§ **PROBLEM**
Omit all pictures. Print the remaining lines exactly, from the start of the data through the line containing "Check that each instance of the cypress".

§ **SUPPLIED DATA**
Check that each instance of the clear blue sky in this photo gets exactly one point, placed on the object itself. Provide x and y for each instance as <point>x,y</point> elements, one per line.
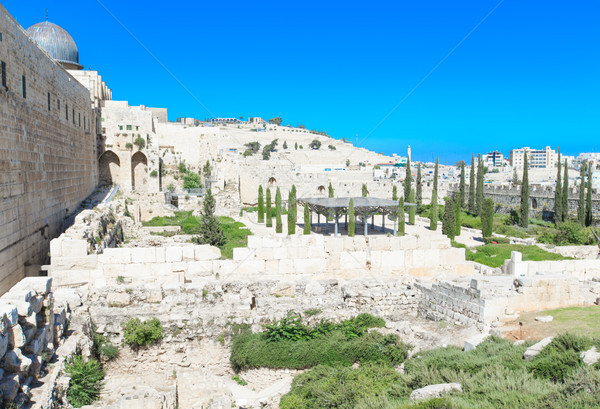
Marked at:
<point>528,76</point>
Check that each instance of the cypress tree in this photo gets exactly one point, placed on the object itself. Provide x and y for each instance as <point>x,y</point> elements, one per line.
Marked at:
<point>558,217</point>
<point>479,192</point>
<point>449,221</point>
<point>278,222</point>
<point>457,217</point>
<point>524,219</point>
<point>565,194</point>
<point>210,230</point>
<point>407,179</point>
<point>351,225</point>
<point>291,213</point>
<point>268,215</point>
<point>419,197</point>
<point>588,199</point>
<point>412,210</point>
<point>472,186</point>
<point>461,201</point>
<point>487,217</point>
<point>306,219</point>
<point>261,205</point>
<point>401,217</point>
<point>434,210</point>
<point>581,203</point>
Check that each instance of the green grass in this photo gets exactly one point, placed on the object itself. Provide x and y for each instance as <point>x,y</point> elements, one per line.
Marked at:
<point>236,233</point>
<point>494,255</point>
<point>494,375</point>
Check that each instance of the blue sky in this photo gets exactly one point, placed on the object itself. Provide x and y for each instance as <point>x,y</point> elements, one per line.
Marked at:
<point>528,76</point>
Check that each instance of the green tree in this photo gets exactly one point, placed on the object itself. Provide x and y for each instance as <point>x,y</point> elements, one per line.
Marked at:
<point>487,217</point>
<point>315,144</point>
<point>558,216</point>
<point>419,192</point>
<point>278,222</point>
<point>449,219</point>
<point>565,194</point>
<point>268,214</point>
<point>472,186</point>
<point>210,228</point>
<point>462,188</point>
<point>588,199</point>
<point>434,210</point>
<point>479,191</point>
<point>581,203</point>
<point>412,210</point>
<point>261,205</point>
<point>306,219</point>
<point>524,219</point>
<point>457,217</point>
<point>407,179</point>
<point>207,170</point>
<point>401,217</point>
<point>351,224</point>
<point>291,212</point>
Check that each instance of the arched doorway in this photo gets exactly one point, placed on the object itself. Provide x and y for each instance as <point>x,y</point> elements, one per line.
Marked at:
<point>139,171</point>
<point>110,165</point>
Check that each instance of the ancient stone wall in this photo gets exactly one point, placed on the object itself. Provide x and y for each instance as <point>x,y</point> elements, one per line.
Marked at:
<point>47,150</point>
<point>289,258</point>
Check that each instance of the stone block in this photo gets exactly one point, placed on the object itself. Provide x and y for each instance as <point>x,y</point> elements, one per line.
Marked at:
<point>173,254</point>
<point>200,268</point>
<point>15,361</point>
<point>143,255</point>
<point>74,247</point>
<point>244,253</point>
<point>206,252</point>
<point>435,391</point>
<point>114,299</point>
<point>187,253</point>
<point>309,266</point>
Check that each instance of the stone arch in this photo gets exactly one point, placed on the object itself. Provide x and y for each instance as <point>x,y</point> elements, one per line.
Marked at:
<point>110,165</point>
<point>139,171</point>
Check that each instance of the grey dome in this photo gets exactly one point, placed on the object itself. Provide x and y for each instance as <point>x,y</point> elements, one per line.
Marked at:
<point>57,42</point>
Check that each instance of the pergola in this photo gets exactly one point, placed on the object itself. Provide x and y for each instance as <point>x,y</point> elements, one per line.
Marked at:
<point>363,206</point>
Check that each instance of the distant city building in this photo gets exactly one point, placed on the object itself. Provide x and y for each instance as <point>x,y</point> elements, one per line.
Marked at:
<point>493,159</point>
<point>537,158</point>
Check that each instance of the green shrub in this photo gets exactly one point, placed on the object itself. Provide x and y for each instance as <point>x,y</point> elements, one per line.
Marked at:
<point>138,333</point>
<point>86,383</point>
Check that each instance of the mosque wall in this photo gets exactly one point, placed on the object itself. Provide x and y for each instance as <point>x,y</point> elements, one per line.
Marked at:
<point>48,158</point>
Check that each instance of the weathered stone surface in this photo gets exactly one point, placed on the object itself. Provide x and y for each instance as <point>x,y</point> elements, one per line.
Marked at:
<point>535,349</point>
<point>435,391</point>
<point>118,299</point>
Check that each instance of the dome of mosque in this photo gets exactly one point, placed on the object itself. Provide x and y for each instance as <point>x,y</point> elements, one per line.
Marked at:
<point>57,42</point>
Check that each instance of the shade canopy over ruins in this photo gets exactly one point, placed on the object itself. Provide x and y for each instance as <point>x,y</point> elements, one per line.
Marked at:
<point>363,206</point>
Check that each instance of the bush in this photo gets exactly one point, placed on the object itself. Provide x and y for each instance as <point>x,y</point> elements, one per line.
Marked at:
<point>86,380</point>
<point>142,333</point>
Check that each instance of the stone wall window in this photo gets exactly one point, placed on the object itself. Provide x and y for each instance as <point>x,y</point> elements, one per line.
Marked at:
<point>3,68</point>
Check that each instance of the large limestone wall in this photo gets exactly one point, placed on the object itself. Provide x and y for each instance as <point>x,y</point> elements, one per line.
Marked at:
<point>47,154</point>
<point>289,258</point>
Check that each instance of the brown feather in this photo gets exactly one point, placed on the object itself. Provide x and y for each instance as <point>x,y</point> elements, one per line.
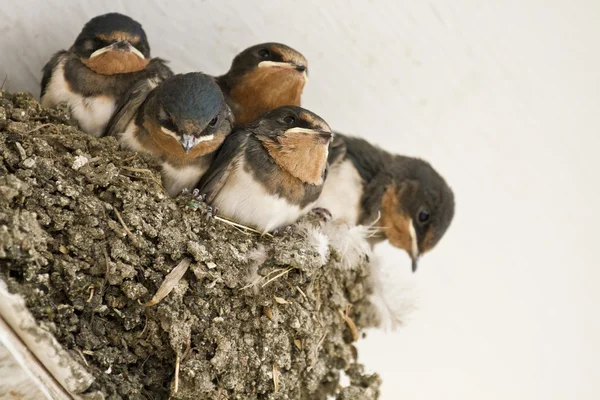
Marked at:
<point>116,62</point>
<point>264,89</point>
<point>167,148</point>
<point>304,156</point>
<point>394,224</point>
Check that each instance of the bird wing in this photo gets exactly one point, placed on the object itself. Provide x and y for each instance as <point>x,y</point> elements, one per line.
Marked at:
<point>129,105</point>
<point>49,69</point>
<point>337,149</point>
<point>224,162</point>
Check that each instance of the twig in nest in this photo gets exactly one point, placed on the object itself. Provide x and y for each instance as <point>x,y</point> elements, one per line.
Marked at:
<point>82,357</point>
<point>277,276</point>
<point>345,315</point>
<point>107,264</point>
<point>176,388</point>
<point>145,171</point>
<point>232,223</point>
<point>301,292</point>
<point>316,351</point>
<point>129,233</point>
<point>171,280</point>
<point>255,282</point>
<point>276,377</point>
<point>38,128</point>
<point>91,293</point>
<point>145,327</point>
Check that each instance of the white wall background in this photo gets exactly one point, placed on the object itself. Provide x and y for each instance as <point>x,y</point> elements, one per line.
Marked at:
<point>503,99</point>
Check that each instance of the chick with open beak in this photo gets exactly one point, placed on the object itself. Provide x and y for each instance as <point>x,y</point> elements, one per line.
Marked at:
<point>182,122</point>
<point>262,78</point>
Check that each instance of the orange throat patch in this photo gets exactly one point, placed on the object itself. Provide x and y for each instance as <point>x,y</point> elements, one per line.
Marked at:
<point>301,155</point>
<point>395,225</point>
<point>116,62</point>
<point>264,89</point>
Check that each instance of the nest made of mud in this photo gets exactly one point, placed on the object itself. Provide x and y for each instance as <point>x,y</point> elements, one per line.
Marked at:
<point>88,235</point>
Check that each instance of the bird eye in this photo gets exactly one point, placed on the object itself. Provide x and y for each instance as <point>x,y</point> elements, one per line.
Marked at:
<point>423,216</point>
<point>89,45</point>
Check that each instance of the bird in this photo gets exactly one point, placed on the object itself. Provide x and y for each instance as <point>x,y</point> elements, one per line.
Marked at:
<point>181,121</point>
<point>271,171</point>
<point>404,198</point>
<point>110,54</point>
<point>264,77</point>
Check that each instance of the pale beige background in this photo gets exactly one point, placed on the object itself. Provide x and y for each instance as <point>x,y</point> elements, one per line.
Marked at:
<point>503,99</point>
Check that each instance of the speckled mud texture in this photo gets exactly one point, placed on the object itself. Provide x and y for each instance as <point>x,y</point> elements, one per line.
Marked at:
<point>88,235</point>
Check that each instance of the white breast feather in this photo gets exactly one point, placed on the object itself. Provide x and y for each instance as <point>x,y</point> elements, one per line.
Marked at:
<point>342,192</point>
<point>245,200</point>
<point>92,113</point>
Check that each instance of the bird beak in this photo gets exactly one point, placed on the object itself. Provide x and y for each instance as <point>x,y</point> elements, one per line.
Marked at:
<point>284,65</point>
<point>122,45</point>
<point>324,135</point>
<point>189,141</point>
<point>414,251</point>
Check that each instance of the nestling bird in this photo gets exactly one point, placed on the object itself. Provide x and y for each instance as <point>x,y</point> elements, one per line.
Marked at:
<point>262,78</point>
<point>110,55</point>
<point>181,122</point>
<point>271,171</point>
<point>410,203</point>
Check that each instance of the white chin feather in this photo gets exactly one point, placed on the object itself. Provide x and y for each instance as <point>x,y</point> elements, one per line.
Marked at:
<point>205,138</point>
<point>169,132</point>
<point>110,48</point>
<point>393,297</point>
<point>101,51</point>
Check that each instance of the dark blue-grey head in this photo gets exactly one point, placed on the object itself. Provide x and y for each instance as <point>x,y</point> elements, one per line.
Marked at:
<point>113,43</point>
<point>191,107</point>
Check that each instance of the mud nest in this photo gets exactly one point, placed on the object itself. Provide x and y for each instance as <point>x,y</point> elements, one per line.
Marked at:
<point>88,236</point>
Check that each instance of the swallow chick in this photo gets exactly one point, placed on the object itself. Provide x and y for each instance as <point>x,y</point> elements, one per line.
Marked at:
<point>181,122</point>
<point>271,171</point>
<point>403,198</point>
<point>110,55</point>
<point>262,78</point>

§ **RESULT OF THE EXERCISE**
Check that each instance of the clear blue sky in this photo gets exactly one point, placed on the object itself. Provide x and y for each instance as <point>x,y</point> elements, one per line.
Marked at:
<point>528,76</point>
Check that each instance of the cypress tree in this photo gets exactly one point, placed on the object itself. Provide x and y for each instance as <point>x,y</point> elements, one per line.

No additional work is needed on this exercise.